Please transcribe the data below exactly. Leave the pictures out.
----
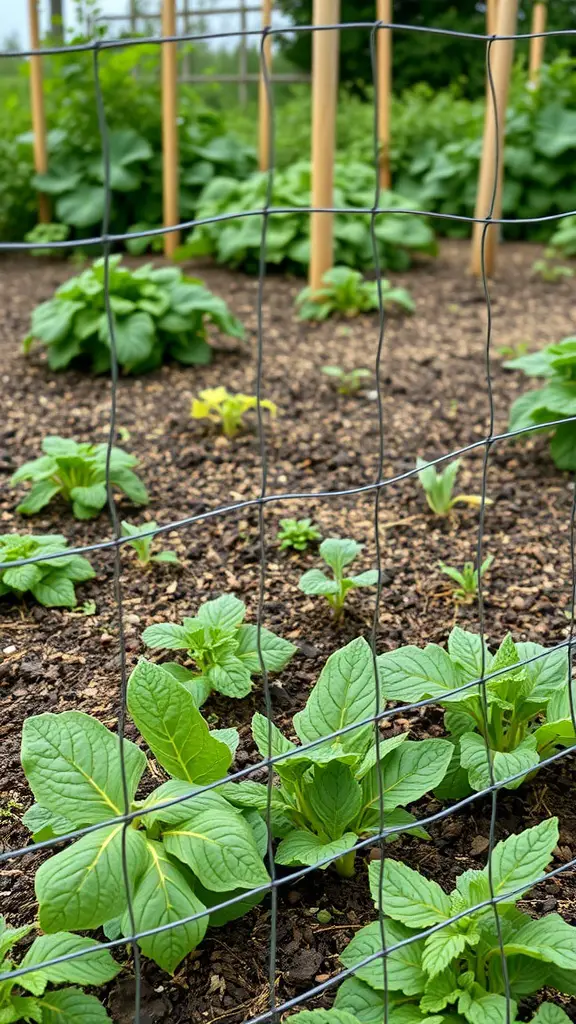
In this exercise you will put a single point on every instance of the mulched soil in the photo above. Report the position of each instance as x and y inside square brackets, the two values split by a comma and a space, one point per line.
[435, 401]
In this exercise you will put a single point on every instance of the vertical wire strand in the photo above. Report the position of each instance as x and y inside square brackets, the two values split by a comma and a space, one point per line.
[376, 519]
[261, 530]
[105, 138]
[482, 517]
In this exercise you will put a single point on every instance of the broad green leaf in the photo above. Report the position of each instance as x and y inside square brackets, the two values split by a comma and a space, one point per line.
[163, 897]
[404, 966]
[520, 860]
[72, 763]
[84, 886]
[334, 796]
[173, 728]
[301, 847]
[72, 1006]
[219, 847]
[92, 969]
[344, 693]
[408, 896]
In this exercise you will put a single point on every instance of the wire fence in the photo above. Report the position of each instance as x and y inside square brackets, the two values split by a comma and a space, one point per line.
[265, 499]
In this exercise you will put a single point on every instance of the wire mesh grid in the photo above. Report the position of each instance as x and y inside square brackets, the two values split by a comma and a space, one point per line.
[375, 487]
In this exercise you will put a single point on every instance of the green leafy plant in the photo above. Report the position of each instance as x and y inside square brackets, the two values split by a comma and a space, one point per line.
[348, 381]
[337, 553]
[50, 583]
[237, 242]
[70, 1005]
[180, 859]
[556, 400]
[466, 580]
[219, 406]
[528, 706]
[297, 534]
[77, 471]
[329, 795]
[439, 486]
[222, 646]
[46, 233]
[158, 314]
[458, 968]
[344, 291]
[144, 545]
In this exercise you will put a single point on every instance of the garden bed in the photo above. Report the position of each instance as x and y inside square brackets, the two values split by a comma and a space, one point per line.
[435, 400]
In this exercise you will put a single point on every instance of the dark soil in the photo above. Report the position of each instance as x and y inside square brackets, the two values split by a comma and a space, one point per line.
[435, 398]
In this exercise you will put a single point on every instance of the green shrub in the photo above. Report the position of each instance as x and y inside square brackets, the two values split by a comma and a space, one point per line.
[237, 242]
[50, 583]
[158, 314]
[528, 706]
[180, 859]
[557, 400]
[78, 473]
[459, 966]
[223, 647]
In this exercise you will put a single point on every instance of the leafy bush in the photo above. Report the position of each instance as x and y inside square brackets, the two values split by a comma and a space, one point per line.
[345, 292]
[144, 545]
[439, 486]
[71, 1005]
[223, 648]
[459, 965]
[78, 473]
[180, 859]
[337, 553]
[466, 580]
[158, 314]
[528, 707]
[219, 406]
[329, 795]
[50, 583]
[557, 400]
[237, 242]
[350, 381]
[297, 534]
----
**TASK OUTPUT:**
In this exercise you will put a single point on every instance of the mulched soil in the photo above. Report the position of each instance as x and y inside square brackets, the two values split by a comma and a space, one point per line.
[435, 401]
In this exercise you will put a single point on every instance of the vertical wire strand in the photo above. Report the position of each instance as x and y inside square brackets, the two values split by a comma and a space, one point per line.
[376, 519]
[261, 530]
[105, 138]
[482, 517]
In this exercise you will put a single point on every instance of the broad green leaf in the photo above. Report the position of each instance as x and y inside square brackets, the two values split by a comma and a space, one point per line.
[163, 897]
[404, 966]
[520, 860]
[72, 763]
[84, 886]
[334, 796]
[173, 728]
[301, 847]
[72, 1006]
[219, 847]
[92, 969]
[344, 693]
[408, 896]
In this exercise you will put a single point on every instance of the wire fence in the photo above. Report the position of each instance as x and y inside square brackets, the two values split by a comma and a space, one point per line.
[265, 499]
In this exercise you will put a single point on every instance of the wire mesh grid in the photo above. Report the position of each instance as x and y inside square brackets, the two values split by a comma and a space, one point per line.
[375, 487]
In this exercise you will put a single point on every instance of the green leafy plant in the photo above. Report the position of each instance as x and y inside square brackets, the two values split by a comma and a space, one point per line.
[348, 381]
[337, 553]
[50, 583]
[237, 242]
[70, 1005]
[180, 859]
[556, 400]
[466, 580]
[219, 406]
[528, 706]
[297, 534]
[77, 471]
[329, 795]
[439, 486]
[222, 646]
[46, 233]
[158, 314]
[458, 968]
[344, 291]
[144, 545]
In this exercise you will put a single point on every instance of the garden bed in the photo above. Report the position of each instance as x and y inside square brackets, the two values split by a comma and a space, one point per line.
[435, 400]
In this exercise you will put a single point on every instance of the dark soil in the photo above. Report the position of each instance as x and y inside square brackets, the two values split by a comma and a space, one point per line.
[435, 398]
In this exercise you will put a single point on every instance of the green shrub in the photo above. Report the position of each instance as x and y inside square brackets, the two values split by a comma and a space, one point per line.
[237, 242]
[50, 583]
[158, 314]
[528, 706]
[180, 859]
[557, 400]
[78, 473]
[459, 966]
[223, 647]
In this exercise you will put a single point on every instance of the leafy bush in the photo above. Report the position of each instance as x and y inside square brackets, the two values split by a comma and a space, one point per line.
[345, 292]
[144, 545]
[439, 486]
[71, 1005]
[223, 648]
[459, 965]
[78, 473]
[180, 859]
[337, 553]
[466, 580]
[158, 314]
[528, 707]
[219, 406]
[329, 795]
[50, 583]
[557, 400]
[237, 242]
[350, 381]
[297, 534]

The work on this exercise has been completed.